**** Provided passage ****

Was the programme required to be balanced?

[21]  The balance standard (Standard 8) states that when controversial issues of public importance are discussed in news, current affairs and factual programmes, broadcasters should make reasonable efforts, or give reasonable opportunities, to present significant points of view either in the same programme or in other programmes within the period of current interest. The standard exists to ensure that competing viewpoints about significant issues are presented to enable the audience to arrive at an informed and reasoned opinion.

The parties’ submissions

[22]  Ms Matthewson submitted that the caller’s ‘valid’ views were not acknowledged by the host.

[23]  NZME submitted that the balance standard only applied to news and current affairs programmes, and the item in question was talkback so the standard was not applicable.

**** Rows ****

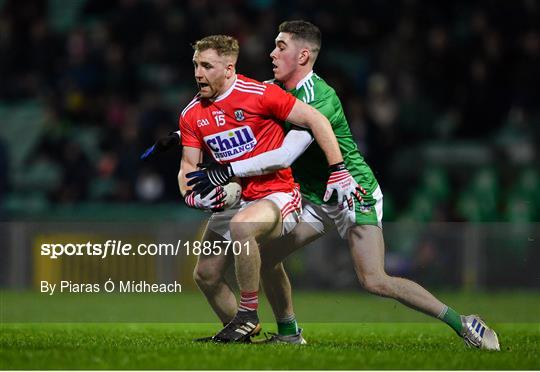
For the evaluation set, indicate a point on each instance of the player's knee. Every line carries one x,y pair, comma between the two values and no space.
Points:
376,283
206,279
269,266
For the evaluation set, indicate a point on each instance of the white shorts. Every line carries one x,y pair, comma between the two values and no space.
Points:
325,217
290,205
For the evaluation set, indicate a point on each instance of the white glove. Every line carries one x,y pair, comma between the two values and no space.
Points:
213,202
343,183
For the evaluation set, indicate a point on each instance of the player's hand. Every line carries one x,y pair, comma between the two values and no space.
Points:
214,201
209,176
163,144
343,183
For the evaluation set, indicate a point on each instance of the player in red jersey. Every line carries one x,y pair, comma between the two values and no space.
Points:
234,118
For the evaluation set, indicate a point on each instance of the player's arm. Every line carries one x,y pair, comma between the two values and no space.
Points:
191,156
339,180
305,116
294,145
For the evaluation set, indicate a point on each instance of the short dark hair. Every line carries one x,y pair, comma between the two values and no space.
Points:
303,30
222,44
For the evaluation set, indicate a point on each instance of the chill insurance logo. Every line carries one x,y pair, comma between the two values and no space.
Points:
231,144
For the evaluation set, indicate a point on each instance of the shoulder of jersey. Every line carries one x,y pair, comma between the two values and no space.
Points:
247,85
190,105
309,88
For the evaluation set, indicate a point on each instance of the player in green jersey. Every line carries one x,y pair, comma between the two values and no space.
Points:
297,47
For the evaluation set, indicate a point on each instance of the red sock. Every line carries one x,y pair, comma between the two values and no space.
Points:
249,301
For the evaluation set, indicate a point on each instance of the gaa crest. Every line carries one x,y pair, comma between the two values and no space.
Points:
239,115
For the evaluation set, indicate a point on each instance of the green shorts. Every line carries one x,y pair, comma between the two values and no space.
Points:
327,216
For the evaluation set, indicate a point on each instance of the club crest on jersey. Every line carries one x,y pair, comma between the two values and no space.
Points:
231,144
239,115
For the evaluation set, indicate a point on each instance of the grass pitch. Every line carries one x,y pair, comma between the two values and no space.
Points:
337,345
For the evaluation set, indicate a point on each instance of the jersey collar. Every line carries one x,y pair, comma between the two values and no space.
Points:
226,94
306,78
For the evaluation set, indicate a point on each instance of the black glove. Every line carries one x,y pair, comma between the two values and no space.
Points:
210,176
163,144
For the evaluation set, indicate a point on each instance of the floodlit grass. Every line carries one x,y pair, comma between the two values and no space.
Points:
390,337
331,346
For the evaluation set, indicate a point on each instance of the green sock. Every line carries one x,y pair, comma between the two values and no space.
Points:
452,318
287,326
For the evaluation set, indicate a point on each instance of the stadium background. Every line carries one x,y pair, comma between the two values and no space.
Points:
442,99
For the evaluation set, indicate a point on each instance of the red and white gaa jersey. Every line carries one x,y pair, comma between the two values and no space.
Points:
243,122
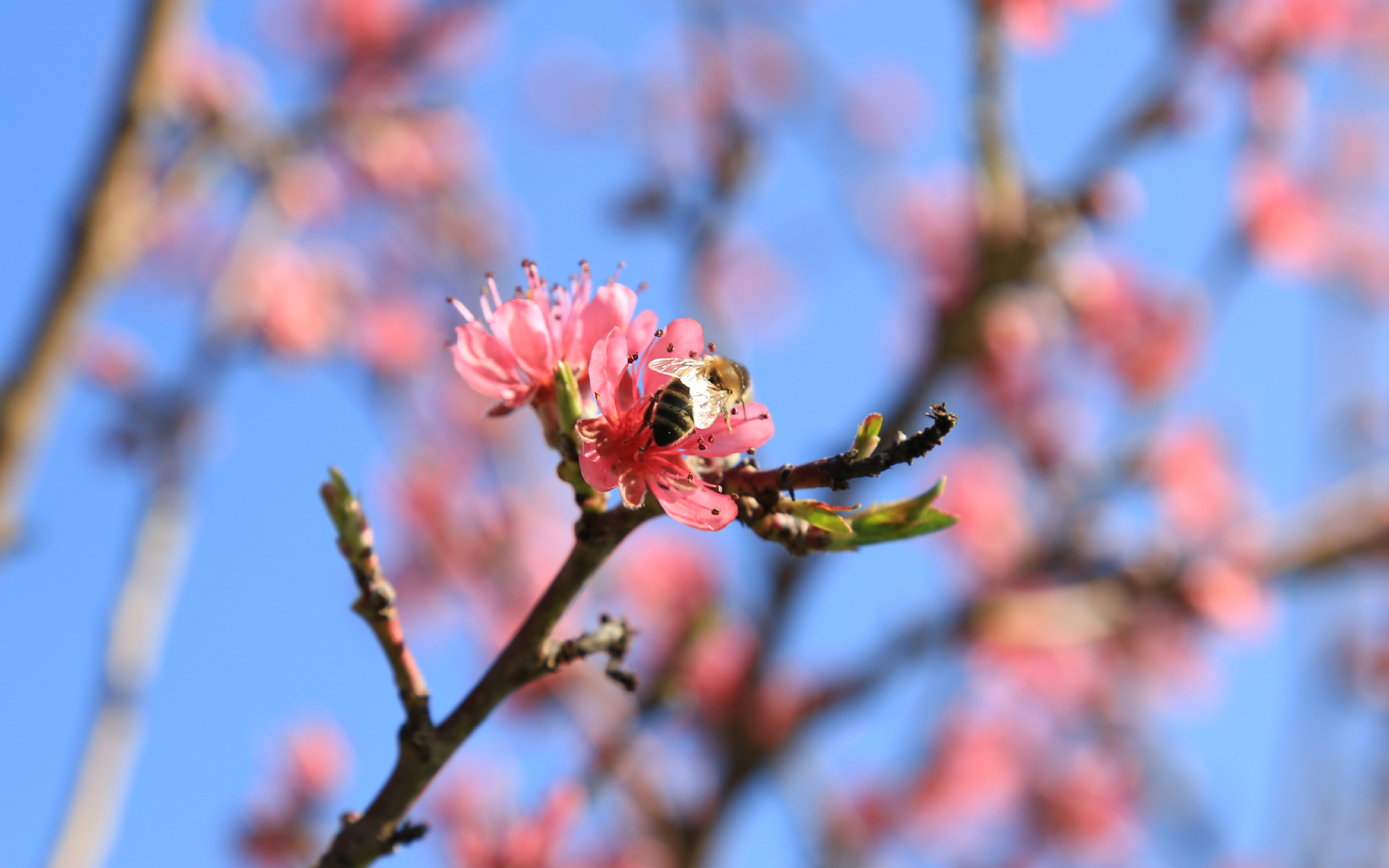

****

Required task:
Reproduce word for word the part of the balance standard passage between "[22]  Ms Matthewson" and "was not applicable.", inclusive.

Solved problem:
[22]  Ms Matthewson submitted that the caller’s ‘valid’ views were not acknowledged by the host.

[23]  NZME submitted that the balance standard only applied to news and current affairs programmes, and the item in question was talkback so the standard was not applicable.